Written task » Copy out all of the material below verbatim, line by line, with nothing added, dropped, or changed.

--- START Dataset rows ---

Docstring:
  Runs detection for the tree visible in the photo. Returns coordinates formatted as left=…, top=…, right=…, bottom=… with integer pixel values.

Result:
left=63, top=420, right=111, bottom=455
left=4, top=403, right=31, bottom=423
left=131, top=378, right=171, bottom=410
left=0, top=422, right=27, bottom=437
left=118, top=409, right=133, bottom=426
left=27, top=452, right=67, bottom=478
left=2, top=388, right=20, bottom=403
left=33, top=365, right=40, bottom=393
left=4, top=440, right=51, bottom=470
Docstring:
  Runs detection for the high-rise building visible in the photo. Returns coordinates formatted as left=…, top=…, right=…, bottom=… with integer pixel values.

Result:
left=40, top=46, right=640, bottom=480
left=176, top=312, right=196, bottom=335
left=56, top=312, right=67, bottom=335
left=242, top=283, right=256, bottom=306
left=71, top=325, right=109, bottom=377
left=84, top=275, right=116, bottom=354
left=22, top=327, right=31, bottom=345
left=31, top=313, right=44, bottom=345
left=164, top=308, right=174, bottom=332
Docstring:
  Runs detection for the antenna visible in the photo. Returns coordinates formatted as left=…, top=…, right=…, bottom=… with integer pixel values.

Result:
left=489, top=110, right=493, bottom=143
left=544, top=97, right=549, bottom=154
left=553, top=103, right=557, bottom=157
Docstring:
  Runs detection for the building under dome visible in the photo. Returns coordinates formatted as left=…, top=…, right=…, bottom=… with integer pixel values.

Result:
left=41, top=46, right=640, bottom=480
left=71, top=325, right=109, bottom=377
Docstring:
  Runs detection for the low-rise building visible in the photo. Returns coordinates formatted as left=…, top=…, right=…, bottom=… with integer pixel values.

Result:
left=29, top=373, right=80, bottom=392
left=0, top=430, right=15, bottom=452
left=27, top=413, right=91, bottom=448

--- END Dataset rows ---

Output of the task »
Docstring:
  Runs detection for the tree visible in the photo. Returns coordinates formatted as left=…, top=…, right=…, bottom=… with integer pixel values.

Result:
left=63, top=420, right=111, bottom=455
left=4, top=403, right=31, bottom=423
left=131, top=378, right=171, bottom=410
left=0, top=422, right=27, bottom=437
left=118, top=409, right=133, bottom=426
left=27, top=452, right=67, bottom=478
left=2, top=388, right=20, bottom=403
left=33, top=365, right=40, bottom=393
left=4, top=440, right=51, bottom=470
Docstring:
  Runs detection for the high-rise building visible in the photo. Returns coordinates formatted as left=…, top=…, right=…, bottom=… with integer pixel values.

Result:
left=40, top=46, right=640, bottom=480
left=176, top=312, right=196, bottom=335
left=56, top=312, right=67, bottom=335
left=242, top=283, right=256, bottom=306
left=71, top=325, right=109, bottom=377
left=84, top=275, right=116, bottom=354
left=22, top=327, right=31, bottom=345
left=31, top=313, right=44, bottom=345
left=164, top=308, right=174, bottom=332
Docstring:
  Runs detection for the antenna visible in the photo. Returns coordinates formatted as left=…, top=…, right=…, bottom=… with integer pixel values.

Result:
left=489, top=110, right=493, bottom=143
left=544, top=97, right=549, bottom=154
left=553, top=103, right=557, bottom=157
Docstring:
  Runs detection for the building under dome visible in the photo. Returns coordinates formatted as left=…, top=…, right=…, bottom=… with integer pixel values.

Result:
left=41, top=46, right=640, bottom=480
left=71, top=325, right=109, bottom=377
Docstring:
  Runs detection for the low-rise building visible in the photo. Returns coordinates formatted as left=…, top=…, right=…, bottom=… with integer pixel values.

Result:
left=29, top=373, right=80, bottom=392
left=0, top=430, right=15, bottom=452
left=27, top=413, right=91, bottom=448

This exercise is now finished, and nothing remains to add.